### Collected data
+===+
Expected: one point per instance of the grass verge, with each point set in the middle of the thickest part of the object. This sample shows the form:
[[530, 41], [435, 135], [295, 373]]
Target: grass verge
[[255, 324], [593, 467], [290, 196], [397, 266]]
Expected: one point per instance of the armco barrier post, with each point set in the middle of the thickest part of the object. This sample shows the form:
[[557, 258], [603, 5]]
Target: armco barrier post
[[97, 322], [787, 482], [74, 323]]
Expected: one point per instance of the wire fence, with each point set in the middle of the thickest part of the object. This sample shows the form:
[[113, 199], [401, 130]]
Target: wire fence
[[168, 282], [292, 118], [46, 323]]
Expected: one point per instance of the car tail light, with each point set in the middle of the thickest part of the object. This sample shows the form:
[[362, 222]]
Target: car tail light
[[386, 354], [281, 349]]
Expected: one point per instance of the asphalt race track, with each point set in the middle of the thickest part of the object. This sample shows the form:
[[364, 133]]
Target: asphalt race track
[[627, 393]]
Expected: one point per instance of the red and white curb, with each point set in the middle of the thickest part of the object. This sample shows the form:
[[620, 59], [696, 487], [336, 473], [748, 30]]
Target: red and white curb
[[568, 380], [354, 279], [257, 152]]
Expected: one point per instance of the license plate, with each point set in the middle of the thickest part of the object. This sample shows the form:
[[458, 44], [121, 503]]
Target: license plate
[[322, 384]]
+===+
### INSTRUCTIONS FOR THE TASK
Copy out every line of the listing above word for word, leaving nothing out and changing nothing.

### TASK RESULT
Expected: one point per instance of the grass verge, with each point set in the middle of the thickest part of the object. This sample shows the form:
[[530, 41], [435, 135], [295, 373]]
Target: grass verge
[[255, 324], [593, 467], [290, 196], [397, 266]]
Expected: one point per instance of the armco barrier post, with each point set in the middle of the thickest part of the object. This sample shows the form:
[[557, 258], [603, 5]]
Target: armco barrier post
[[97, 322], [787, 482], [74, 323]]
Expected: one point per instance of the wire fence, with each point set in the middle of the thickest part of the object. This sample shows the form:
[[113, 199], [401, 130]]
Target: wire fence
[[168, 282], [292, 118], [46, 323]]
Expected: one point per instance of the car tail light, with each point set in the middle of the thickest part of the object. This sample shows the form:
[[362, 222]]
Target: car tail light
[[386, 354], [281, 349]]
Expected: one point per instance of the asphalt race track, with each point set in the middle of the thickest part of the object. This sample shows the form:
[[364, 133]]
Target: asphalt race track
[[627, 393]]
Expected: one point per instance of the red and white curb, with each point set in the middle of the thickest part of the object. This sample shows the form:
[[620, 59], [696, 487], [336, 473], [748, 30]]
Target: red and white curb
[[568, 380], [354, 279], [257, 152]]
Expected: one point per instance of the license plate, with each point set in the middle of the thickest part of the object. This sample shows the form:
[[458, 44], [121, 503]]
Target: license plate
[[322, 384]]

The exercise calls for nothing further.